> **Prompt 1**: Arrange the records that follow the text as a two-column CSV with the header instruction,points. Give one row per instruction, with the instruction in the first column and its answer in the second, each in a single quoted field with line breaks replaced by spaces.
[Begin Reading passage]
Two Simultaneous Papers Report Field Re-Entrant Superconductivity in Europium-Doped Nickelates, Defying the Pauli Limit
Independent teams publishing in Nature and Nature Communications show that doping infinite-layer nickelates with europium revives superconductivity at magnetic fields that should destroy it.
Overview
Two independent research groups published convergent findings in late April 2026 showing that europium substitution in infinite-layer nickelates can revive superconductivity at magnetic field strengths that ordinarily destroy electron pairing. A Nature paper published online on 23 April 2026 by Yang, Tang, Wu and colleagues and a Nature Communications paper from a Yale-led collaboration that Yale Engineering announced both report a phenomenon known as field re-entrant superconductivity, in which the superconducting state vanishes under moderate magnetic fields and then reappears at much higher ones.
The two reports point to the same underlying mechanism: localized magnetic moments from europium ions interacting with the conducting electrons in the nickel-oxygen layers. Together they suggest that rare-earth substitution can be used as a deliberate design tool to harden unconventional superconductors against magnetic fields, addressing one of the long-standing fragilities of the nickelate family, which has been studied as a potential high-temperature superconductor host since 2019.
What We Know
The Yale-led paper, titled “Re-entrant unconventional superconductivity induced by rare-earth substitution in Nd1-xEuxNiO2 thin films,” was authored by Dung Vu and 19 collaborators including principal investigator Charles Ahn, according to the arXiv preprint. The same preprint reports that the team studied europium doping levels in the range x = 0.2 to 0.35 in neodymium nickelate thin films, and observed a superconducting gap-to-temperature ratio of roughly 2Δ/k_BTc ≈ 5 to 6 — substantially larger than the BCS weak-coupling value of 3.5, which the authors take as evidence that the system has been pushed into a strong-coupling regime. The arXiv abstract also reports that the upper critical field strongly violates the weak-coupling Pauli limit, meaning the superconducting state survives magnetic fields well beyond what conventional theory predicts.
[End Reading passage]
[Begin Provided data]
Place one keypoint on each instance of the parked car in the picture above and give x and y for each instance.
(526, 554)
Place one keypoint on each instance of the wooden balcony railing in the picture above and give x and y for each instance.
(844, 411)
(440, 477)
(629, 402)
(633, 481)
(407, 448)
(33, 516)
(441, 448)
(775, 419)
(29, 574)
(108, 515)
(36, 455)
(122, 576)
[End Provided data]
> **Prompt 2**: According to the nickelate superconductivity article, what range of europium doping levels did the Yale-led team study?

> **Correct answer 1**:
instruction,points
"Place one keypoint on each instance of the parked car in the picture above and give x and y for each instance.","(526, 554)"
"Place one keypoint on each instance of the wooden balcony railing in the picture above and give x and y for each instance.","(844, 411) (440, 477) (629, 402) (633, 481) (407, 448) (33, 516) (441, 448) (775, 419) (29, 574) (108, 515) (36, 455) (122, 576)"

> **Correct answer 2**: The team studied europium doping levels from x = 0.2 to 0.35 in neodymium nickelate thin films.